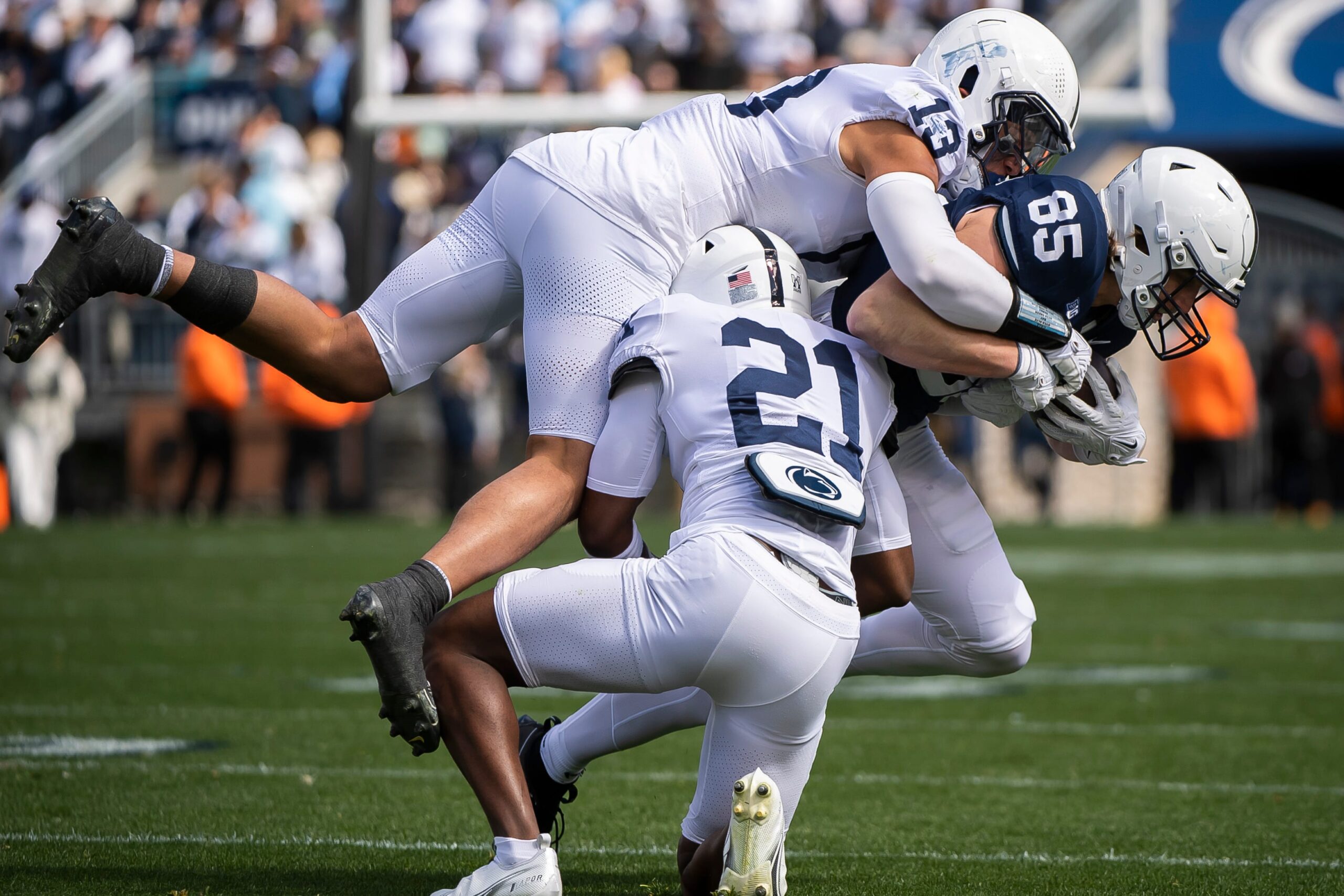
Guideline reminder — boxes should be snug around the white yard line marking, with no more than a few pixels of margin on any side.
-------
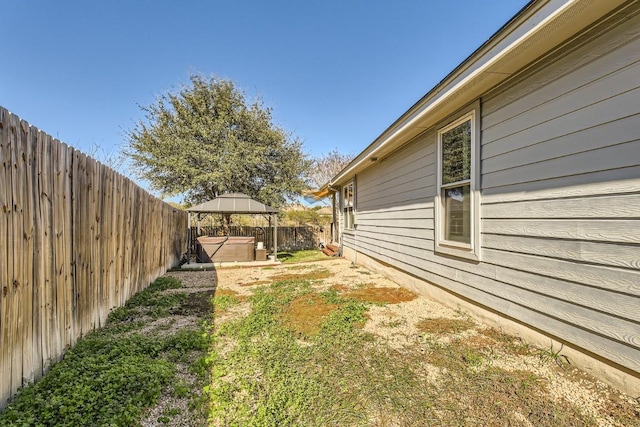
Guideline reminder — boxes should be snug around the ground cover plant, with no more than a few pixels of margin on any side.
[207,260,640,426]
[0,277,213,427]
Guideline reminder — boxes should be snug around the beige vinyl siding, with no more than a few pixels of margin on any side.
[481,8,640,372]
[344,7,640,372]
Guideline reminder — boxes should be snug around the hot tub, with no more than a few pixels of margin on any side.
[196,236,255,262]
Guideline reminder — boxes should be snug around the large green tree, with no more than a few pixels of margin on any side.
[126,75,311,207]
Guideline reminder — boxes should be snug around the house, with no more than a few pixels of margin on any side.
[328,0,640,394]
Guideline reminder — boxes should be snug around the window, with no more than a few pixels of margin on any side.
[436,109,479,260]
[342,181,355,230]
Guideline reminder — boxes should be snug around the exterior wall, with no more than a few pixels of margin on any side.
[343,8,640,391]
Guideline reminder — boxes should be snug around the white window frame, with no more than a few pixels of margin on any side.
-------
Set task: Can you copy out word for word the part of the data above that opens with the line containing "Guideline reminder — boxes should be snug around the beige" and closes with the line containing "[126,75,311,207]", both of those lines included?

Exercise output:
Guideline reminder — boxes should be snug around the beige vinyl siding, with no more than a few pixels of margin on any side.
[481,8,640,372]
[344,7,640,372]
Guideline reminder — boxes should be snug around the hot tub, with no more than a few pixels of margin on any side.
[196,236,255,262]
Guideline reminder — boxes should be snug around the large green tree, with no more than a few pixels of margin on any side.
[126,75,311,207]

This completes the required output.